/---
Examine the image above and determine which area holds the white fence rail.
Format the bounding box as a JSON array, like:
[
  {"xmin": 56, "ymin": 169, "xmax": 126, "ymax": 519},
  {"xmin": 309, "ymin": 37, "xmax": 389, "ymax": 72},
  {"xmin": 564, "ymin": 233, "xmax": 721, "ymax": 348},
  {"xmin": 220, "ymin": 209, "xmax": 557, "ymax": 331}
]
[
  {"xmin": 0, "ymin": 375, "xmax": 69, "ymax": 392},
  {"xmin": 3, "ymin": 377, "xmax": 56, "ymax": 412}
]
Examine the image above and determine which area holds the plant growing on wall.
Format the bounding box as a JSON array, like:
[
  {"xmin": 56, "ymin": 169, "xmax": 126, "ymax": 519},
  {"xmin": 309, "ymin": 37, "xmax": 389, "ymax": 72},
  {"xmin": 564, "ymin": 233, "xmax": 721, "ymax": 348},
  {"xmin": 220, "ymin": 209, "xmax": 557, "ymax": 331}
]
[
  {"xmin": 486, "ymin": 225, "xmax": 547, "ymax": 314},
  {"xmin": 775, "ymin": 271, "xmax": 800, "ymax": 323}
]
\---
* **Given task**
Please rewrite the items above, changing "determine" to "identify" and keeping everything else the same.

* **Finished exercise**
Examine the image above and identify which area holds the white fence rail.
Format the bounding box as a JSON array, like:
[
  {"xmin": 56, "ymin": 169, "xmax": 126, "ymax": 519},
  {"xmin": 309, "ymin": 37, "xmax": 389, "ymax": 72},
  {"xmin": 564, "ymin": 233, "xmax": 721, "ymax": 348},
  {"xmin": 220, "ymin": 209, "xmax": 557, "ymax": 331}
]
[
  {"xmin": 0, "ymin": 375, "xmax": 69, "ymax": 392},
  {"xmin": 3, "ymin": 377, "xmax": 56, "ymax": 412}
]
Examine the image above and identify which area holds the plant growing on wall.
Format the bounding box as a JSON array, like:
[
  {"xmin": 56, "ymin": 169, "xmax": 126, "ymax": 519},
  {"xmin": 309, "ymin": 37, "xmax": 389, "ymax": 72},
  {"xmin": 564, "ymin": 233, "xmax": 721, "ymax": 348},
  {"xmin": 220, "ymin": 209, "xmax": 557, "ymax": 331}
]
[
  {"xmin": 486, "ymin": 225, "xmax": 547, "ymax": 314},
  {"xmin": 775, "ymin": 271, "xmax": 800, "ymax": 323}
]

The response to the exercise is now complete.